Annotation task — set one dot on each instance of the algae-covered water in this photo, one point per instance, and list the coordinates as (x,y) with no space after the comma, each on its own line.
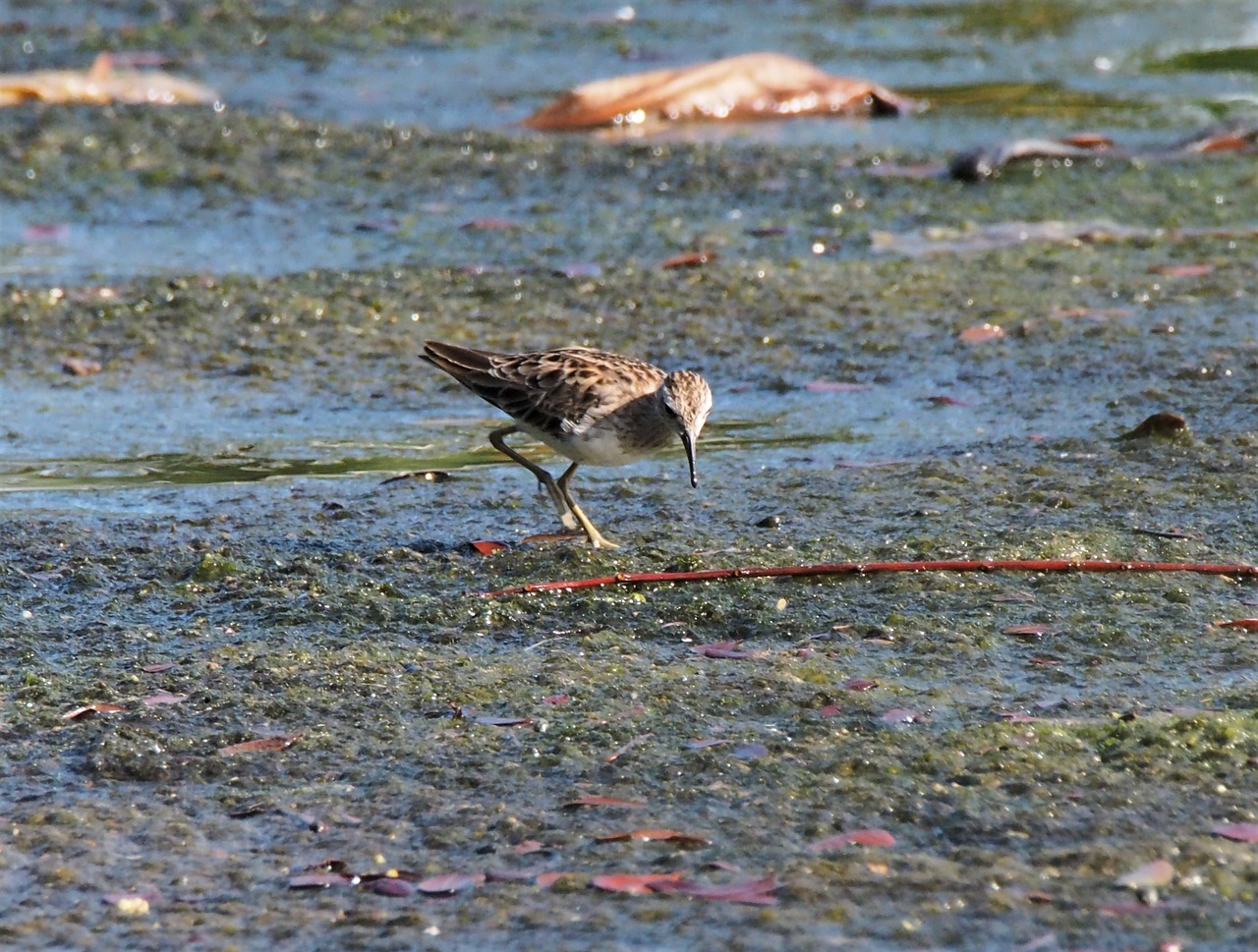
(206,533)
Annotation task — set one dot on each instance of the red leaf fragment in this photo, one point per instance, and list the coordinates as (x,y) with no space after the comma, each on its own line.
(690,259)
(903,715)
(1182,270)
(633,883)
(708,742)
(1029,633)
(979,333)
(650,835)
(90,709)
(721,649)
(164,697)
(279,742)
(1238,831)
(861,838)
(80,367)
(449,883)
(756,892)
(859,684)
(834,386)
(594,800)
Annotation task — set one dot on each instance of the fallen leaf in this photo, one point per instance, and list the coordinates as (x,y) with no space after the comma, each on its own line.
(721,649)
(982,332)
(594,800)
(1238,831)
(650,835)
(164,697)
(690,259)
(756,892)
(624,749)
(633,883)
(90,709)
(281,742)
(859,838)
(101,84)
(1150,875)
(1182,270)
(449,883)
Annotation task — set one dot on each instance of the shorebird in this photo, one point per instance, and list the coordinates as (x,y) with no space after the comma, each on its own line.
(592,407)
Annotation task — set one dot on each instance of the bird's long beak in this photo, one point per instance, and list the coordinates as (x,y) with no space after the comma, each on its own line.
(688,441)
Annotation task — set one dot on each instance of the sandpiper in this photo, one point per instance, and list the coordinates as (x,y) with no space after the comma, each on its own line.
(592,407)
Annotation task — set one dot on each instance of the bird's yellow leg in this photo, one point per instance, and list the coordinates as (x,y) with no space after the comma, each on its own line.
(566,512)
(597,538)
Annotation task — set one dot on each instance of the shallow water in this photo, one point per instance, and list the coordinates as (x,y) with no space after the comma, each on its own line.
(214,513)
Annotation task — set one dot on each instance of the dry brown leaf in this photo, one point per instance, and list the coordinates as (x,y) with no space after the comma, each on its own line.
(648,835)
(754,85)
(102,84)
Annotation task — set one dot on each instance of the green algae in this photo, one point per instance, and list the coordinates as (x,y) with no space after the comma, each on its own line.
(346,610)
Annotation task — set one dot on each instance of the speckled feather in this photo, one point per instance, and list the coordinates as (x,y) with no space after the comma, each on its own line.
(589,405)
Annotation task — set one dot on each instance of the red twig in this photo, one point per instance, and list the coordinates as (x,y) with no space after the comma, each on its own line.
(957,565)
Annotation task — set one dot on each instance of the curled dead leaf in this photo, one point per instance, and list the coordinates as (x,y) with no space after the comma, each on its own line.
(749,86)
(279,742)
(633,883)
(859,838)
(594,800)
(650,835)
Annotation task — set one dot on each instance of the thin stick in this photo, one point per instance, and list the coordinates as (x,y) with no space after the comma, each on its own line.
(959,565)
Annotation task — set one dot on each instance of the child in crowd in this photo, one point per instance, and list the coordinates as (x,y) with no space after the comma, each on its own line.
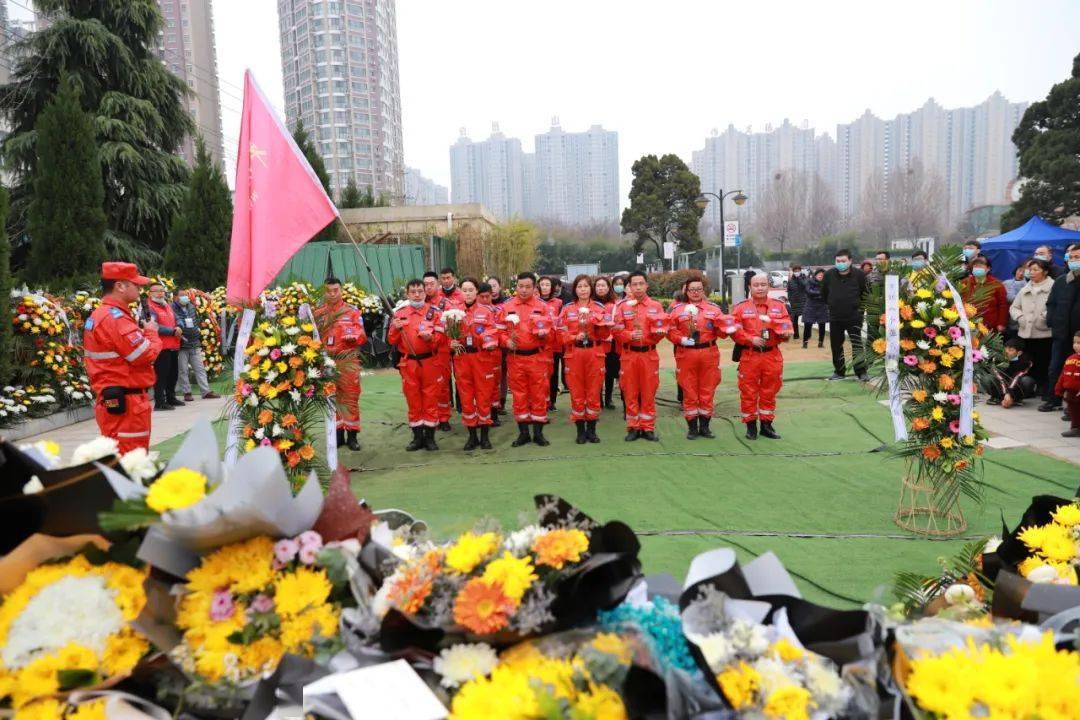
(1068,386)
(1015,382)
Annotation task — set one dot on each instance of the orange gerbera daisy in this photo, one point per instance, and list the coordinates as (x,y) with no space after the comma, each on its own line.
(483,608)
(557,547)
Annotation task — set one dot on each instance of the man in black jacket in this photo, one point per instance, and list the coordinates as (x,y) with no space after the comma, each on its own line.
(842,290)
(1063,316)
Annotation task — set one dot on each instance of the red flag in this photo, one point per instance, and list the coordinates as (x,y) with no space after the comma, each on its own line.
(279,202)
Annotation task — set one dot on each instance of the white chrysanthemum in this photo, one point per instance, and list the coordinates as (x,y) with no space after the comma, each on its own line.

- [Exercise]:
Put the stretch of the listing above, from the line containing "man in black" through the end of the listing, into a Markdown table with the columns Row and Line. Give each line its own numbered row and leave out blank lines.

- [Complete answer]:
| Row | Line |
|---|---|
| 1 | Annotation task — set one dot on each instance of the man in black jacket in this photo, one point per instance, and list the coordinates as (x,y) with no space after the comma, each on its own line. |
| 2 | (842,290) |
| 3 | (1063,316) |
| 4 | Annotation task — set one dot on each instance of the red flag in this photo, one point per instance, and list the coordinates as (x,y) with no space after the comma, each on its own line. |
| 5 | (279,202) |
| 6 | Annotation task — set one dot on each instance of the white chrysanthemum in this photo, one point per instance, and list the coordinates as (x,y) with no space after the comma, each on its own line. |